** start **

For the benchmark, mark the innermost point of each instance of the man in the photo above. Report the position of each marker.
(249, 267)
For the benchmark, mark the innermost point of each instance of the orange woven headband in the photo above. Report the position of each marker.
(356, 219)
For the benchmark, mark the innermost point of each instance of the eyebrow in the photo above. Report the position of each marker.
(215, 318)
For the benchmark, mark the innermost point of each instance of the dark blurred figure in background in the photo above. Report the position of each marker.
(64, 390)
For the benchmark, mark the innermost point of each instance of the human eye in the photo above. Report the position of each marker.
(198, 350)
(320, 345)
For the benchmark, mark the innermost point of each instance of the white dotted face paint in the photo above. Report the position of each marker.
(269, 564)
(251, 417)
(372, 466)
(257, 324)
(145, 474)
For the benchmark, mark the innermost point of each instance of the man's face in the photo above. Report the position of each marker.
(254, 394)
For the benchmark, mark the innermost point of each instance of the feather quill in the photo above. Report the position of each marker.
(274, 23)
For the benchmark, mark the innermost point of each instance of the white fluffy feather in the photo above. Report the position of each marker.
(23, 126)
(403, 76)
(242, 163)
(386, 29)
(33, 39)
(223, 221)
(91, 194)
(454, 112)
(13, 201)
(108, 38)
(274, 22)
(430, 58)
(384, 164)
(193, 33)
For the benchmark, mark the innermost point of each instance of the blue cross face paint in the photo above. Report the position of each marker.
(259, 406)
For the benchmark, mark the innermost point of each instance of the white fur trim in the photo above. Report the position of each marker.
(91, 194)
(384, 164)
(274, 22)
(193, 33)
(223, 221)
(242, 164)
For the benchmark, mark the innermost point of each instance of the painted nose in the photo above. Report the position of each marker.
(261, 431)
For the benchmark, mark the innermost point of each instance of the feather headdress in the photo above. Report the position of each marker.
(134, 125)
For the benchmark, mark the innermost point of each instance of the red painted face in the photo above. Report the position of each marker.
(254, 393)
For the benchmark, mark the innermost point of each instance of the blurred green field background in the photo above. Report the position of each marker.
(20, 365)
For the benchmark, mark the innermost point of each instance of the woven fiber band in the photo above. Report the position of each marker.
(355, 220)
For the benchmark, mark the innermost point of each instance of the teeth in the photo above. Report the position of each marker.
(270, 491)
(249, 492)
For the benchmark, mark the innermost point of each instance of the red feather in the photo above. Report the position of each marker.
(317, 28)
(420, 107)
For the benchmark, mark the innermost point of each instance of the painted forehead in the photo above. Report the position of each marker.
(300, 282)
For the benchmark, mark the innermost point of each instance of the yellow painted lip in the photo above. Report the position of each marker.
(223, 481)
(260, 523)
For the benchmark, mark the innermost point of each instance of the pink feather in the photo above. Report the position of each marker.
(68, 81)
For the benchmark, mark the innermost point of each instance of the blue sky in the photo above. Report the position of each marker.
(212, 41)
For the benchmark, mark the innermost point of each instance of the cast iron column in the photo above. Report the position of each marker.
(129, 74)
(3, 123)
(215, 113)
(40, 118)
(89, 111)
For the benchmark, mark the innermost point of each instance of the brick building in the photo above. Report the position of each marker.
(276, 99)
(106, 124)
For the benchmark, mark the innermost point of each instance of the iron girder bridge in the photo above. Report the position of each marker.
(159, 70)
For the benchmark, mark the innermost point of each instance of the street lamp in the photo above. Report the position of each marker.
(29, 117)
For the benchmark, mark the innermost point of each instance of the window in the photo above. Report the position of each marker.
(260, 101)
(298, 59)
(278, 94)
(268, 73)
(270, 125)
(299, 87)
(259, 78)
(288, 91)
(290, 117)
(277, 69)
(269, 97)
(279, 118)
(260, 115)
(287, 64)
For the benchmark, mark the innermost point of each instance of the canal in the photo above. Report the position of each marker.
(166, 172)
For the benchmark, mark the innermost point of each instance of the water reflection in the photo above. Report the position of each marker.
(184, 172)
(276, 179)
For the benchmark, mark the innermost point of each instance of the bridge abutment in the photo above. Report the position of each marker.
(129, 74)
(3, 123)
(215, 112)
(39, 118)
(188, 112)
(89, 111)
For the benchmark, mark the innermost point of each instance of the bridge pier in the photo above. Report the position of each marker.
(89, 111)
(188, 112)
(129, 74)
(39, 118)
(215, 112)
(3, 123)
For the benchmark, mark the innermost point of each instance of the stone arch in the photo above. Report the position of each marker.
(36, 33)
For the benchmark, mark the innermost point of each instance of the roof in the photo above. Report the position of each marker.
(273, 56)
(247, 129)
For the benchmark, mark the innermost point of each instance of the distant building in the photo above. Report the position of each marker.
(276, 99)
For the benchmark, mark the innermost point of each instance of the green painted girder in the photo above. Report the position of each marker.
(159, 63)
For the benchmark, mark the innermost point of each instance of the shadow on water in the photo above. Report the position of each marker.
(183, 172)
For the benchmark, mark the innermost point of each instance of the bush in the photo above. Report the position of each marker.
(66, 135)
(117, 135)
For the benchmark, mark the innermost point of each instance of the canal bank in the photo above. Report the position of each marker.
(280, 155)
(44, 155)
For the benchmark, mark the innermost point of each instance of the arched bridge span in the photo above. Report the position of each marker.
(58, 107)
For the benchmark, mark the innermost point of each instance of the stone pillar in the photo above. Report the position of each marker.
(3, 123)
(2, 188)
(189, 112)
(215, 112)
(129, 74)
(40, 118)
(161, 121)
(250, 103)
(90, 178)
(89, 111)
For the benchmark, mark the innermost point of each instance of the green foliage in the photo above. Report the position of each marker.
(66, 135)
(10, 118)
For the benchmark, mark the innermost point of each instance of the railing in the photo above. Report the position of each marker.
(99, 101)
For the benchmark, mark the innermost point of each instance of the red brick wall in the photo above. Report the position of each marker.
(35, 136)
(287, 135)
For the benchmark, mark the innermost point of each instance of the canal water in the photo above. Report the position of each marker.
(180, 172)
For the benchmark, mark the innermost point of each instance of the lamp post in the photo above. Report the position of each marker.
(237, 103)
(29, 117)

** end **

# TO DO:
The lines to reproduce run from the one that contains "of the railing" through the last line above; copy them exactly.

# FULL OUTPUT:
For the benchmark, mark the innermost point of each instance of the railing in the photo above. Report the position of each marker.
(99, 101)
For the benchmark, mark the innermost point of each instance of the red brick wall in the photo above. Report the position of each marker.
(35, 136)
(287, 135)
For the benchmark, mark the innermost point of each instance of the canal water in the photo above. Report the position of each marker.
(180, 172)
For the benchmark, mark the innermost point of each instance of the lamp post in the photo above. Report the position of each marker.
(237, 103)
(29, 117)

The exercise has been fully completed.